Stated task 1:
Retype the passage from the article on the Crown Representative for Small Businesses, starting at "- Royal Arms" up to and including "medium-sized enterprises (SMEs).", without changing any wording or punctuation.
>> begin Passage provided
- Royal Arms of His Majesty's Government
- Incumbent Shirley Cooper since 19 February 2024
- Cabinet Office of the United Kingdom
- Appointer: His Majesty The King (on the advice of the Prime Minister)
- Term length: At His Majesty's Pleasure
- Formation: 2011
- First holder: Stephen Allott

= Crown Representative for Small Businesses =

The Crown Representative for Small Businesses in the Government of the United Kingdom is an appointed position with responsibility in the field of procurement for the relationship between the UK Government and small and medium-sized enterprises (SMEs).

The position was established in 2011 and is currently held by Shirley Cooper.

== Responsibilities ==
The UK Government describes the Crown Representative as being responsible within the procurement field for leading on "the overall relationship between the government and small businesses, making sure the government gets best value from SMEs, and that they in turn have the best possible opportunity to work with the government."

== History ==
Following the formation of the Cameron-Clegg Coalition Government, the Department for Business, Innovation and Skills launched a report, Backing Small Business, which committed to an aspiration of 25% of government procurement spending being made with SMEs by 2015. Upon publication in 2010, this figure stood at 6.8% of government procurement spending. To support the delivery of this target, in 2011 the Cabinet Office announced the establishment of the position of Crown Representative for SMEs.

The first Crown Representative, former president of Micromuse and founder of the Cambridge Computer Lab Ring Stephen Allott, launched the Innovation Launch Pad in 2011 to seek out new suppliers for government. Allott promoted the creation and adoption of the UK Government G-Cloud, a framework targeted at easing procurement of information technology cloud services. By 2013, of the 700 registered suppliers, 80% were SMEs. During Allott's tenure as Crown Representative, the SME share of central government procurement spend rose to 27%, including direct and indirect spend.

In 2016, co-founder of StartUp Britain Emma Jones was appointed the new Crown Representative following Allott's move to leading G-Cloud business development in 2015. During Jones' tenure, the position title changed from Crown Representative for SMEs to Crown Representative for Small Businesses.
>> end Passage provided
>> begin Information given
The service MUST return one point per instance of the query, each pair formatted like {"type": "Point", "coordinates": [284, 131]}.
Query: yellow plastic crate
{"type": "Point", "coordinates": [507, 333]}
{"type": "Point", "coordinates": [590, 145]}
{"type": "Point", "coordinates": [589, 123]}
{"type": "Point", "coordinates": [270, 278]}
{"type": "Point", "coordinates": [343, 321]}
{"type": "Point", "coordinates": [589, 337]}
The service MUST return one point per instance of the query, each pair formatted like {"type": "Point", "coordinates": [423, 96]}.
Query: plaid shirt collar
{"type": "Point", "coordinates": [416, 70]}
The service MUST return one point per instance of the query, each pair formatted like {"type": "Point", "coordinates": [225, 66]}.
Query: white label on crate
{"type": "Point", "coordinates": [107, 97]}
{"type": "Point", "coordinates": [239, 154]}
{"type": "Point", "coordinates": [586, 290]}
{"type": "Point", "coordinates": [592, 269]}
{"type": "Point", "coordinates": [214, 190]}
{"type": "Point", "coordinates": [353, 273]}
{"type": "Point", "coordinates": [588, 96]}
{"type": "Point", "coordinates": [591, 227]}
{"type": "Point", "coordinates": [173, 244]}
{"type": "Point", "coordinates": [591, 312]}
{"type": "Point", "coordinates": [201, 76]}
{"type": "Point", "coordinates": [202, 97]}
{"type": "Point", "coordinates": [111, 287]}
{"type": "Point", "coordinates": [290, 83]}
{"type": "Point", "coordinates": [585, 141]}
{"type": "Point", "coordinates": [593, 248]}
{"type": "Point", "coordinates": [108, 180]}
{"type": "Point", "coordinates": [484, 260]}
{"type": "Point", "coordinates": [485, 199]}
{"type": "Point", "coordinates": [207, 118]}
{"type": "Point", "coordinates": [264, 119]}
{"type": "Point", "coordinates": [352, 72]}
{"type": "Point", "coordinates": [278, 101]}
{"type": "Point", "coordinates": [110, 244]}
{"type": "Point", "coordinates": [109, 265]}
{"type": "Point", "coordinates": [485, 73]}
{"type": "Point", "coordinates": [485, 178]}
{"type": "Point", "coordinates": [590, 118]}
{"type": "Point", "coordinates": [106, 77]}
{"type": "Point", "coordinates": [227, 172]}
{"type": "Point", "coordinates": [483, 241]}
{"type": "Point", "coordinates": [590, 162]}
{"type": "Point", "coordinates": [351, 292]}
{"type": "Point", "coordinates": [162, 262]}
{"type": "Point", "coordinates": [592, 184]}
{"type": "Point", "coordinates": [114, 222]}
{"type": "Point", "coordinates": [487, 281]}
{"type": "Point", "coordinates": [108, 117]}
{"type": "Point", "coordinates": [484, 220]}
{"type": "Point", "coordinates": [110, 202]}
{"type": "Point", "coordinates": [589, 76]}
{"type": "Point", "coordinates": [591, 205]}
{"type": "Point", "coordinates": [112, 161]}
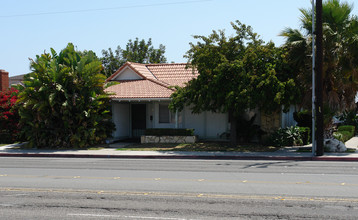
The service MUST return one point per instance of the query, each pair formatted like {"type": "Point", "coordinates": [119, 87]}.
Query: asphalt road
>> end Information given
>> begin Information given
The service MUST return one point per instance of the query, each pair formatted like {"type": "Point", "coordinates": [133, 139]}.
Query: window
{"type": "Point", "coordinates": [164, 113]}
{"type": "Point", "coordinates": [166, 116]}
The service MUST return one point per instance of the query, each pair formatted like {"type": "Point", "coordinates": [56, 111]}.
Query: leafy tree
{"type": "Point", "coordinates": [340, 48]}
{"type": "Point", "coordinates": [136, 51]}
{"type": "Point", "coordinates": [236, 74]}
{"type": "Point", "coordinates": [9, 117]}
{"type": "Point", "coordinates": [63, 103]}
>> end Information given
Stated task 2:
How many lines of the entries contain the string "crate"? Case counts, and the reply should be the number alone.

Exercise output 1:
- Royal Arms of His Majesty's Government
- Incumbent Shirley Cooper since 19 February 2024
- Cabinet Office of the United Kingdom
- Appointer: His Majesty The King (on the advice of the Prime Minister)
- Term length: At His Majesty's Pleasure
- Formation: 2011
- First holder: Stephen Allott

= Crown Representative for Small Businesses =

The Crown Representative for Small Businesses in the Government of the United Kingdom is an appointed position with responsibility in the field of procurement for the relationship between the UK Government and small and medium-sized enterprises (SMEs).

Exercise output 2:
2